EXTRACT TO READ:
• • • • • • •
Is our health care system a system?

What are we going to do about this health care system?  Or this polyglot of programs we have instead of a system?

That’s one of America’s big questions, of course.  At the recent Domenici Institute conference in Las Cruces, Dr. Mario Molina of Molina Healthcare presented some sobering statistics that add focus to the issue.

Molina talked about a category of people called “dual eligibles.” We have heard that people in their last months of life are the most expensive patients.  Dual eligibles are next.

Dual eligibles are people enrolled in both Medicare and Medicaid.  They qualify for Medicare either by age or due to a qualifying disability and for Medicaid because of low income.

And they cost a lot of money.  Some numbers from Molina’s presentation:

  • As of 2009, the US population was about 309 million.  The total enrolled in Medicaid was about 58 million, close to 19 percent of the population. Fifty percent of Medicaid enrollees are children, 10 percent are disabled adults, 15 percent are elderly adults, and 25 percent are other adults.
  • Medicaid spending has been growing under Republican and Democratic administrations, as measured both in costs and the number of enrollees.  The curves on the graph are especially steep during the George W. Bush administration, and the projections for the future continue pointing upward to $1 trillion spending estimated in 2019, based on the additional coverage under Obama health care reform.
  • States bear a large part of this expense.  In 2010, Medicaid expenses were the single largest portion of state spending, about 22 percent of all state expenditures.  (New Mexico is an exception because we fund education at the state level.)
  • In 2009, total spending on dual eligibles was $321 billion.
  • Duals make up 15 percent of the Medicaid population, but account for 40 percent of Medicaid spending.
  • Nearly half of Medicaid and one quarter of Medicare spending, roughly $300 billion combined, is driven by 8.7 million duals. Most of them — 87 percent – have one or more chronic conditions.  (Chronic equals expensive.)
  • Medicaid/Medicare spending for duals averages $20,000 per person per year, five times greater than other Medicare beneficiaries.
• • • • • • •
EXERCISE 1: In the health care piece, why is New Mexico an exception to Medicaid being the single largest portion of state spending? Answer in one to three sentences.
EXERCISE 2: Pick up the health care piece on dual eligibles after its last sentence and continue it.
None of the recorded data is needed for these tasks.

Recorded data:
• • • • • • •
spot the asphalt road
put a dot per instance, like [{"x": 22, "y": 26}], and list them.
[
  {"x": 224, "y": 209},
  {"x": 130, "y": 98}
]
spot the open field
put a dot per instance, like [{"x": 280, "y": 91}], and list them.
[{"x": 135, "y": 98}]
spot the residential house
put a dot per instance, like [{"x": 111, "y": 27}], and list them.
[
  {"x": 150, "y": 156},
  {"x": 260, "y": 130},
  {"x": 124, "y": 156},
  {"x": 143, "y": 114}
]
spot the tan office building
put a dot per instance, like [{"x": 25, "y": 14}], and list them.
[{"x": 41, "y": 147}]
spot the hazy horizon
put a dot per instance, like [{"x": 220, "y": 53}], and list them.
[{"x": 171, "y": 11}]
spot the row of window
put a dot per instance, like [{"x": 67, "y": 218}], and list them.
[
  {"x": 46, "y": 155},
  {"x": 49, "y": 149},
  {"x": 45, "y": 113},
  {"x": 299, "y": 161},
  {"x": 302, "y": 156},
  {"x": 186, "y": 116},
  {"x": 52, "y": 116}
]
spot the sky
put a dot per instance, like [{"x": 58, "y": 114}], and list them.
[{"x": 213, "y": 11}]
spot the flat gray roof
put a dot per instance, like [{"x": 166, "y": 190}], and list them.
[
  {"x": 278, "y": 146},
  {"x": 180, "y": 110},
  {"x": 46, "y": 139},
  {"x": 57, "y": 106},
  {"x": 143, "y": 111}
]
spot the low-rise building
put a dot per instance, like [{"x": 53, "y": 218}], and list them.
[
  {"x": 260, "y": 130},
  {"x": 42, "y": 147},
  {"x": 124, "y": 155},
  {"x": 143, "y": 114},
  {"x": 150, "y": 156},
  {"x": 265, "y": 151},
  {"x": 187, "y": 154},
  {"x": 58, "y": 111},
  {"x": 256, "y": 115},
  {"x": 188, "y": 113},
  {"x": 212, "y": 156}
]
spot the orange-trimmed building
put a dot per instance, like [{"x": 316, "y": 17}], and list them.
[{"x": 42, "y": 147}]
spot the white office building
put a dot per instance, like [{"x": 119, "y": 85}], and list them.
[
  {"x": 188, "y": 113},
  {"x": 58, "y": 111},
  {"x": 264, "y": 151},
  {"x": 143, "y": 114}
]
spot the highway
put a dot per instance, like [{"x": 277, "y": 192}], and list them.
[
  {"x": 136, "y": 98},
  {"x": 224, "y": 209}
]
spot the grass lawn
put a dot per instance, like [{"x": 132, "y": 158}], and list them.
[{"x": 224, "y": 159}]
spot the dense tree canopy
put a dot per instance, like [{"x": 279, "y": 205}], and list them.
• • • • • • •
RESPONSE AREA 1: New Mexico is an exception because it funds education at the state level.

RESPONSE AREA 2:
We have heard about these people:  the ones who don’t keep their appointments but turn up in emergency rooms, costing way more money.  According to Dr. Molina, that’s not due to irresponsibility but results from no reliable transportation and other issues related to their lack of resources.  So too, their chronic conditions may be made worse by poverty – limited access to good food, for example.  They don’t take their medications, sometimes because they can’t get to a pharmacy, sometimes because they can’t read and don’t understand the instructions.

Dr. Molina makes a powerful argument for an orderly managed care system for this population.  Features like coordinated transportation and on-site pharmacies would make their lives easier.  Overall, he says managed care would save an estimated $2 trillion over a decade.

I remember when New Mexico’s Legislature divided the general fund into roughly 50 percent for public schools, 17 percent for higher education, and the rest for general government.  The arguments were over a few percentage points.  Then Medicaid came along and changed everything.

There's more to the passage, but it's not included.